> _WHAT THE TASK REQUIRES_: Render this sentence from the Micropython strings post in Spanish: "Micropython is aimed at embedded devices, and so minimizing memory use is important, possibly even more important than performance."

> _SELECTED PASSAGE_:
..........

[Python-Dev] Internal representation of strings and Micropython

Thu Jun 5 15:23:12 CEST 2014

On Wed, Jun 04, 2014 at 11:17:18AM +1000, Steven D'Aprano wrote:
> There is a discussion over at MicroPython about the internal 
> representation of Unicode strings. Micropython is aimed at embedded 
> devices, and so minimizing memory use is important, possibly even 
> more important than performance.
[...]

Wow! I'm amazed at the response here, since I expected it would have 
received a fairly brief "Yes" or "No" response, not this long thread. 
Here is a summary (as best as I am able) of a few points which I think 
are important:

(1) I asked if it would be okay for MicroPython to *optionally* use 
nominally Unicode strings limited to ASCII. Pretty much the only 
response to this as been Guido saying "That would be a pretty lousy 
option", and since nobody has really defended the suggestion, I think we 
can assume that it's off the table.

..........

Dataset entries

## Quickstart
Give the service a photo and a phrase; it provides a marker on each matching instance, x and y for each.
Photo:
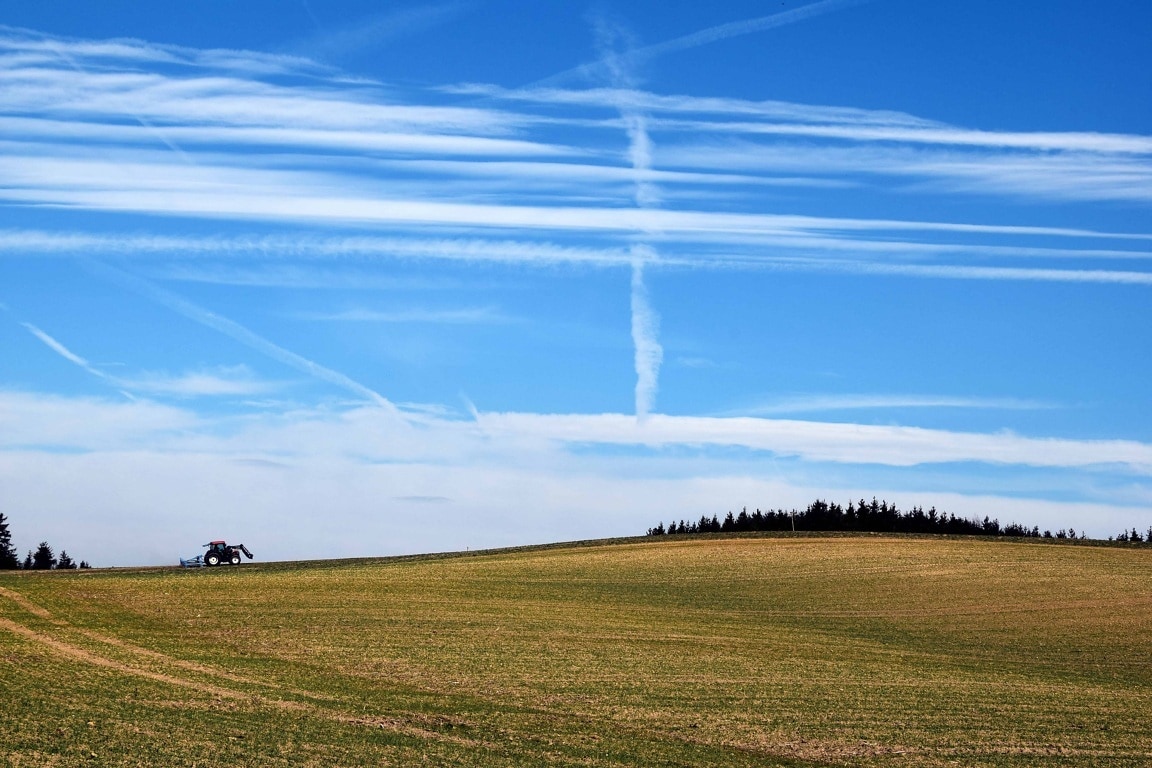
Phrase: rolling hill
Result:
(733, 651)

..........

> _FINAL ANSWER_: Micropython está dirigido a dispositivos embebidos, por lo que minimizar el uso de memoria es importante, posiblemente incluso más importante que el rendimiento.